Text for analysis:
--------------------
The Vatican’s Dilemma as Aggressive Globalism Continues on the March

By Thomas Storck

A session of the United Nations’ Conference on Trade and Development (UNCTAD)

British Archbishop Paul Richard Gallagher, the Vatican’s Secretary for Relations with States (the Vatican’s “foreign minister”).

Very recently Archbishop Paul Richard Gallagher, the Vatican’s Secretary for Relations with States, made a statement at a conference sponsored by the United Nations Conference on Trade and Development (UNCTAD) which highlights a continuing and unresolved dilemma facing the Church in a pluralistic world, increasingly dominated by people who are indifferent if not hostile to any organized religion.
--------------------
Data provided:
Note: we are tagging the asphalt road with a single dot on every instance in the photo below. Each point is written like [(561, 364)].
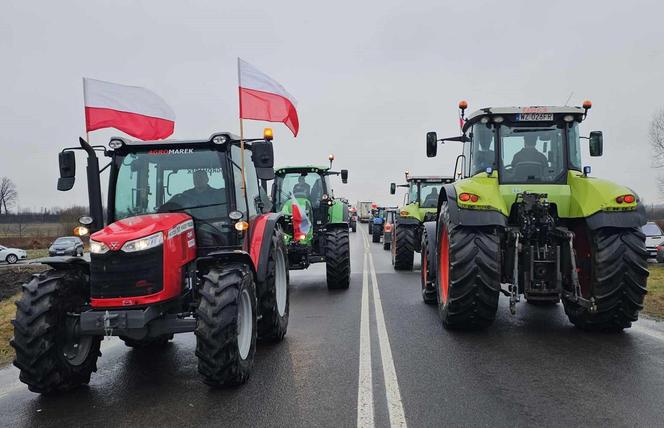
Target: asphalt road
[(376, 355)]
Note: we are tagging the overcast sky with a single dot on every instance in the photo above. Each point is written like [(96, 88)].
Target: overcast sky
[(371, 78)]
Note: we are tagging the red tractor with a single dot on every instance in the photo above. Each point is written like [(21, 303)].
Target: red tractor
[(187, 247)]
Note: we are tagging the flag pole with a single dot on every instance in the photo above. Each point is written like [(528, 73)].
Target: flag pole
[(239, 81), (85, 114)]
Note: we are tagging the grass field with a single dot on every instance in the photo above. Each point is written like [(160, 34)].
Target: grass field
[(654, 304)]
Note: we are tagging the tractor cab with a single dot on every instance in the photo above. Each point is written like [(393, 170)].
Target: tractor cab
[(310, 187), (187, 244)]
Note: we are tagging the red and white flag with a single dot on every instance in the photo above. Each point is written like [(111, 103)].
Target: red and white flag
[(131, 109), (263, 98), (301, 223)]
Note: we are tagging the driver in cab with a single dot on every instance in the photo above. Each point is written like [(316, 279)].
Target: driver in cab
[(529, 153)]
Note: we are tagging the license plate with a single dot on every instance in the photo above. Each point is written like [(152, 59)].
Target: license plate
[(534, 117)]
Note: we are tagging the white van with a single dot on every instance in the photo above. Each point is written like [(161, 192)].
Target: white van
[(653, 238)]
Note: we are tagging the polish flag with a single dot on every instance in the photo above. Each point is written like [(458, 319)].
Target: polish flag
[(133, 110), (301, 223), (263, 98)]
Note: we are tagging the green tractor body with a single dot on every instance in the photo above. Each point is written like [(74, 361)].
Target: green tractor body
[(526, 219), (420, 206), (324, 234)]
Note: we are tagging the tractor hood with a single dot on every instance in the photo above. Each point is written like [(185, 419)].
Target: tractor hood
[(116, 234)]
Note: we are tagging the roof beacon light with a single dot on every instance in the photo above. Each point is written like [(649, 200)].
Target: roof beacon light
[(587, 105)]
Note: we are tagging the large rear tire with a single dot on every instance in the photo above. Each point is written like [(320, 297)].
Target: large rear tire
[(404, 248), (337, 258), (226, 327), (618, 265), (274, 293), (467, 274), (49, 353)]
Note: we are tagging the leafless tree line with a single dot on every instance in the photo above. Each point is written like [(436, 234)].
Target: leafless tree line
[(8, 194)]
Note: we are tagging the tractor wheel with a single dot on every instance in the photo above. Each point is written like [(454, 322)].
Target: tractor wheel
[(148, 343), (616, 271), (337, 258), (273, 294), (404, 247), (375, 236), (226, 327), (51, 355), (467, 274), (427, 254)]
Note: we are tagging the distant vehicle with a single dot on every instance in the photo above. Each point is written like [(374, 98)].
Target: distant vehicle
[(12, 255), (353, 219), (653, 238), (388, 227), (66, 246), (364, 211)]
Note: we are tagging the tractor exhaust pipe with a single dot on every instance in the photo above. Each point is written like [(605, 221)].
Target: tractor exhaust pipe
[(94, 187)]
--------------------
Complete the following:
(1) Print everything from "British Archbishop Paul" down to "any organized religion." in the article on the Vatican's dilemma above.
(2) In the article on the Vatican's dilemma, what is Archbishop Paul Richard Gallagher's position?
(3) Write the next part of the article on the Vatican's dilemma, picking up after its final sentence.

Answers for each item:
(1)
British Archbishop Paul Richard Gallagher, the Vatican’s Secretary for Relations with States (the Vatican’s “foreign minister”).

Very recently Archbishop Paul Richard Gallagher, the Vatican’s Secretary for Relations with States, made a statement at a conference sponsored by the United Nations Conference on Trade and Development (UNCTAD) which highlights a continuing and unresolved dilemma facing the Church in a pluralistic world, increasingly dominated by people who are indifferent if not hostile to any organized religion.

(2) He is the Vatican's Secretary for Relations with States.

(3)
The UNCTAD conference had as its focus the motto, “Prosperity for All” — surely a goal that the vast majority would agree with and which has been a constant theme of papal social doctrine as well. Nor were Archbishop Gallagher’s short speech and the specific items he advocated out of line with the tradition of modern papal social teaching initiated by Leo XIII. He highlights the increasing disparity between rich and poor, both rich and poor nations and the rich and poor even within countries considered securely developed. He calls attention to the contribution of the Covid epidemic to this disparity in that “[t]hose with digital skills and financial assets made gains, while those without such resources fell further behind.” The Archbishop notes the effects of “unregulated financial markets and institutions with short-term horizons.” All this, as we will see, is in line with the thrust of numerous statements by more than one pontiff.

Even Gallagher’s proposed remedies, “fiscal redistribution and increasing the progressiveness of income taxation schedules” and “[a]equate enforcement of corporate taxation” can hardly be called alien to Catholic tradition. What then is the unresolved dilemma that I mentioned earlier? What objections can be raised with regard to the Archbishop’s speech?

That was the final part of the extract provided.